_DIRECTIVE 1_: Summarize the piece on flat planting in two sentences.
_DIRECTIVE 2_: Reproduce the passage of the piece on flat planting starting at "Sort of – flat?" and ending at "A small sample….".

_EXTRACT_:
━━━━━━━━

Flat planting at Trentham Gardens
Flat Planting
Well, I asked what else I could possibly offer which might help fellow garden makers and got this :
Border design: specially do I have to follow the file of tall plants in the back, middle height in the middle, and low plants in the front to get the layered look? If not, how do I still make it look good?
So I had a think. And then many thinks. How had I done my borders and had I followed that oft repeated rule?
It was rather like discovering all my bad T junctions – I was surprised to find that I didn’t seem to have any borders with different sized plants arranged in layers of height. Or indeed, in any layers. They seemed rather to be flat, except where (frequently) the land isn’t flat.
Flat is possibly fashionable. Meadows are very in and tend to look flat – prairies too? Also see the major designers’ work:

Trentham Gardens again – with a Tom Stuart Smith characteristic feature – sticky up conifers breaking up the flat.
Here’s Piet Oudolf at Hauser and Wirth

Sort of – flat?
So if you don’t want to do that layering thing – think flat.
I have really very little idea about what I did originally.
But I didn’t set out to be flat.
I read all these books and more.

A small sample….
I tried to understand about colour and have several books which should have helped me, but they didn’t. Two of them offered pairs of plants which should work together and not one pairing was useful to me. Nor were ‘planting plans’.
I have not had help from a designer (unlike some people I could mention…) so my beds and borders were never made all at once to a plan. Neither were Christopher’s Lloyd’s, interestingly, as his mother got there first. So he, like me, must have done what I do primarily: look, look again, look in a different season and think – what does this border/bed need?

━━━━━━━━

_PROVIDED DATA_:
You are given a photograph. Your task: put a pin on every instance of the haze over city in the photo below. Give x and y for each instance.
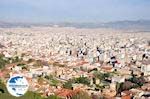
(74, 10)
(74, 49)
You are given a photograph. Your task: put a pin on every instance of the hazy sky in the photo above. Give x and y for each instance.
(73, 10)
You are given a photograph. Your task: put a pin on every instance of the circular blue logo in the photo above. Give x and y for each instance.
(17, 85)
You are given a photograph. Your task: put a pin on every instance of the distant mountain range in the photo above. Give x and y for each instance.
(139, 24)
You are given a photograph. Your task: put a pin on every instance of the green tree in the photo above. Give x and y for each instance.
(82, 80)
(81, 95)
(68, 84)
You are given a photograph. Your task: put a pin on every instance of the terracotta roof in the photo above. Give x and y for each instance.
(126, 97)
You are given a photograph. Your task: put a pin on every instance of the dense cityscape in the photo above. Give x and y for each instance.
(72, 63)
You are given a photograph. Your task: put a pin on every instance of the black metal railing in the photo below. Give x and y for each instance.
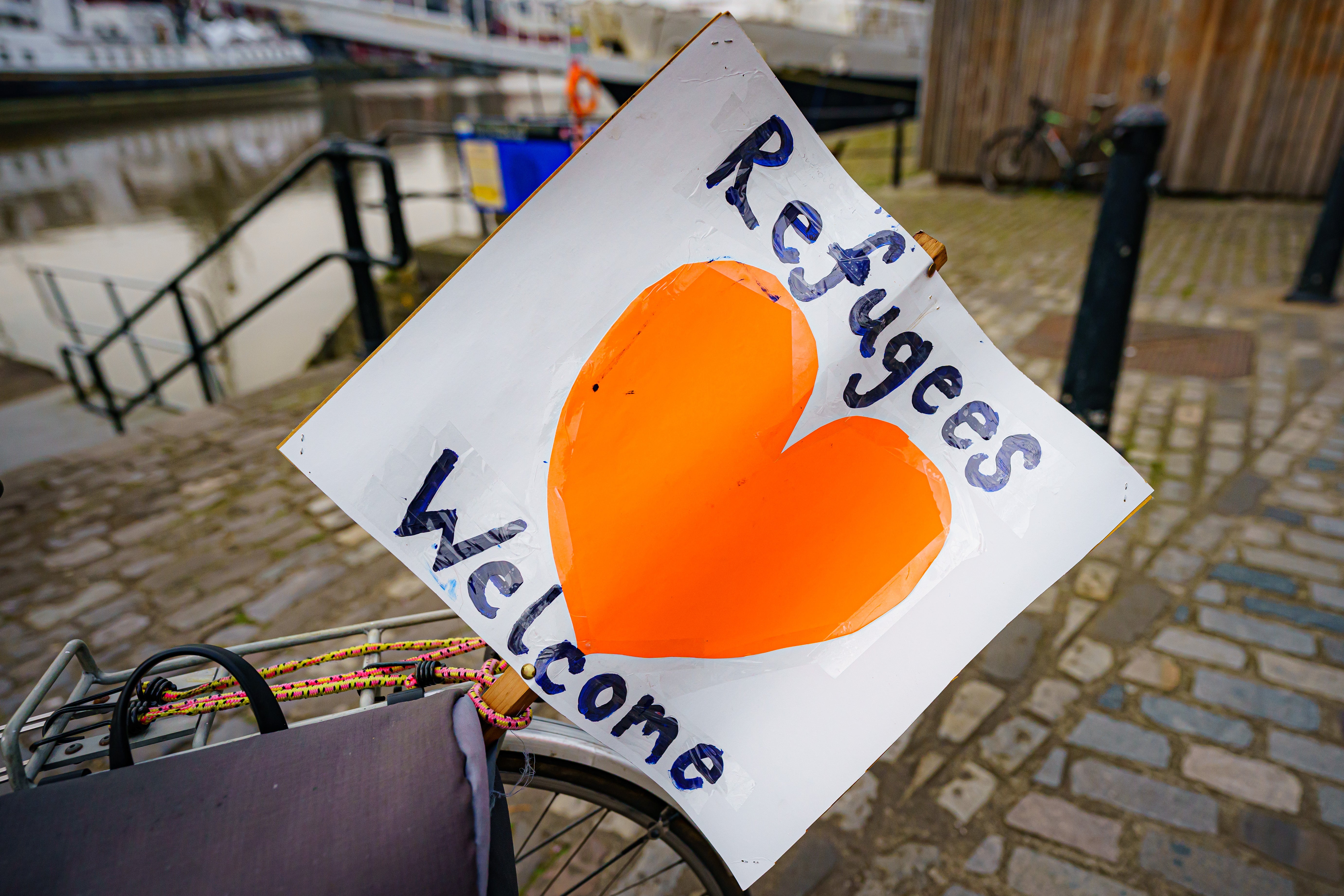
(95, 391)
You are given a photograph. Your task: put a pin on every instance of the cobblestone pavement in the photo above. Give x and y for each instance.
(1166, 719)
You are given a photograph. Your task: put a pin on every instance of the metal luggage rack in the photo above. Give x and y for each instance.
(21, 774)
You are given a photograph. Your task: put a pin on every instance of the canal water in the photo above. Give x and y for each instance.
(135, 201)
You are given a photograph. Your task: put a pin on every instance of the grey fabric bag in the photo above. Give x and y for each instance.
(373, 801)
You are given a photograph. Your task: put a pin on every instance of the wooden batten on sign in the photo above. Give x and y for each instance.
(510, 695)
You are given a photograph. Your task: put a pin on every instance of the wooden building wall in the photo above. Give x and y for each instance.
(1256, 99)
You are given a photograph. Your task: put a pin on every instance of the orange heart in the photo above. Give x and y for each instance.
(682, 527)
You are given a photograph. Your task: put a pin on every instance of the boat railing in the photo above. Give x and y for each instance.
(84, 356)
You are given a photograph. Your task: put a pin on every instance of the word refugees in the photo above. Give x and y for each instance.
(905, 354)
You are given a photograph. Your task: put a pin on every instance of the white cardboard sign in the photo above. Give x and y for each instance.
(698, 436)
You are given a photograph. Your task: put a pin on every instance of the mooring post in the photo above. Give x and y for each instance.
(1095, 356)
(1323, 258)
(361, 275)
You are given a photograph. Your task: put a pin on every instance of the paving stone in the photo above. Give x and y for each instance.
(1051, 772)
(1064, 823)
(1112, 699)
(1316, 545)
(234, 636)
(1271, 635)
(1310, 502)
(1255, 699)
(1211, 593)
(1206, 534)
(1086, 660)
(990, 855)
(966, 794)
(1296, 613)
(1288, 844)
(1011, 652)
(855, 807)
(1121, 739)
(1293, 563)
(1193, 721)
(1148, 668)
(1222, 460)
(1327, 594)
(1307, 754)
(1051, 696)
(294, 589)
(1076, 616)
(1327, 526)
(1193, 645)
(1045, 602)
(1236, 574)
(48, 616)
(79, 555)
(801, 870)
(1143, 796)
(201, 612)
(1300, 675)
(320, 506)
(1010, 745)
(1284, 515)
(119, 629)
(905, 863)
(968, 709)
(1208, 872)
(1131, 614)
(1035, 874)
(1331, 800)
(144, 528)
(1241, 494)
(1249, 780)
(1334, 649)
(925, 769)
(1096, 579)
(350, 537)
(1175, 566)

━━━━━━━━

_REPLY 1_: Asked whether borders must follow the rule of tall plants at the back, middle-height plants in the middle and low plants in front, the writer found that none of their own borders were layered by height and instead seemed flat. Noting that flat is possibly fashionable, as seen in meadows and in the work of major designers, the writer says books, suggested plant pairings and planting plans did not help, and that they mainly look at a bed in different seasons and think about what it needs.

_REPLY 2_:
Sort of – flat?
So if you don’t want to do that layering thing – think flat.
I have really very little idea about what I did originally.
But I didn’t set out to be flat.
I read all these books and more.

A small sample….